EXERCISE INSTRUCTIONS: Copy out the records below word for word, keeping every line unchanged.

····················

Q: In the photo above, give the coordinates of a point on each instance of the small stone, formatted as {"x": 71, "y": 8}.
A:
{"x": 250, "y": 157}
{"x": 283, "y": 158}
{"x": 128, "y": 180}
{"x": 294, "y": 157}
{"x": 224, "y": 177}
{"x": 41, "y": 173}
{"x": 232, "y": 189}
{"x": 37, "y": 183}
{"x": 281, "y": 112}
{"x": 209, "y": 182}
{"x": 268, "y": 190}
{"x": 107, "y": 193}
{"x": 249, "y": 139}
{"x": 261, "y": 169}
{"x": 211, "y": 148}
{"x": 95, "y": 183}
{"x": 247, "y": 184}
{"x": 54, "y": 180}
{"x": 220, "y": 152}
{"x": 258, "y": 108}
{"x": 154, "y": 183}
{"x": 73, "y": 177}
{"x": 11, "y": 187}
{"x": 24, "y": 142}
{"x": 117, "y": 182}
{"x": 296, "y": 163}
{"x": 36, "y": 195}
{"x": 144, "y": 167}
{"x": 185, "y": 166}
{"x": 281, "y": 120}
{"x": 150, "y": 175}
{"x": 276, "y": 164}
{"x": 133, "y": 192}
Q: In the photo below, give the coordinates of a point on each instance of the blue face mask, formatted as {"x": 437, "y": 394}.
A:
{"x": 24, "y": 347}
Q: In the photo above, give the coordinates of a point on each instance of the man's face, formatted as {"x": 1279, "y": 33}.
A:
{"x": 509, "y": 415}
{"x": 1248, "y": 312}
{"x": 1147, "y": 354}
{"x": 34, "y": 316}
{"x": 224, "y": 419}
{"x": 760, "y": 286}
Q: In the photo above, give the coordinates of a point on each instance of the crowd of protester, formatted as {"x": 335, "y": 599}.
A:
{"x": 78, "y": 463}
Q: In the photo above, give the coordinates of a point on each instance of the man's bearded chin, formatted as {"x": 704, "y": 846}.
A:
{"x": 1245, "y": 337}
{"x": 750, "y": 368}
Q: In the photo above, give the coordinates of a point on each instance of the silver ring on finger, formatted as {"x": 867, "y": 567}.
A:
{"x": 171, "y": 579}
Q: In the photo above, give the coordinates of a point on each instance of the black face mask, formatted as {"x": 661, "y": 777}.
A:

····················

EXERCISE RESPONSE:
Q: In the photo above, give the coordinates of a point on each instance of the small stone, formatted as {"x": 71, "y": 8}.
A:
{"x": 250, "y": 157}
{"x": 283, "y": 158}
{"x": 128, "y": 180}
{"x": 294, "y": 157}
{"x": 224, "y": 177}
{"x": 41, "y": 173}
{"x": 232, "y": 189}
{"x": 37, "y": 183}
{"x": 281, "y": 112}
{"x": 209, "y": 182}
{"x": 268, "y": 190}
{"x": 107, "y": 193}
{"x": 249, "y": 139}
{"x": 261, "y": 169}
{"x": 211, "y": 148}
{"x": 95, "y": 183}
{"x": 247, "y": 184}
{"x": 54, "y": 180}
{"x": 220, "y": 152}
{"x": 258, "y": 108}
{"x": 154, "y": 183}
{"x": 73, "y": 177}
{"x": 11, "y": 187}
{"x": 24, "y": 142}
{"x": 117, "y": 182}
{"x": 296, "y": 163}
{"x": 36, "y": 195}
{"x": 144, "y": 167}
{"x": 185, "y": 166}
{"x": 281, "y": 120}
{"x": 150, "y": 175}
{"x": 276, "y": 164}
{"x": 133, "y": 192}
Q: In the photo below, give the coordinates of a point on each instance of the blue face mask, formatted as {"x": 437, "y": 394}.
A:
{"x": 24, "y": 347}
Q: In the photo above, give the coordinates of a point on each instance of the man's face, formatted as {"x": 1279, "y": 33}.
A:
{"x": 509, "y": 415}
{"x": 1248, "y": 312}
{"x": 1147, "y": 354}
{"x": 34, "y": 316}
{"x": 224, "y": 419}
{"x": 760, "y": 286}
Q: In the photo above, give the coordinates of a point on each instance of the crowd of protester, formatted as {"x": 335, "y": 599}.
A:
{"x": 78, "y": 463}
Q: In the photo above, give the coordinates of a point on each instance of the man's bearded chin, formatted as {"x": 704, "y": 846}.
A:
{"x": 1245, "y": 337}
{"x": 750, "y": 368}
Q: In the photo above, give the coordinates of a point on each instance of the silver ring on finger, formatted as {"x": 867, "y": 567}.
A:
{"x": 171, "y": 579}
Q: In the photo above, give the coordinates of a point on each instance of the black face mask, formatted as {"x": 661, "y": 777}.
A:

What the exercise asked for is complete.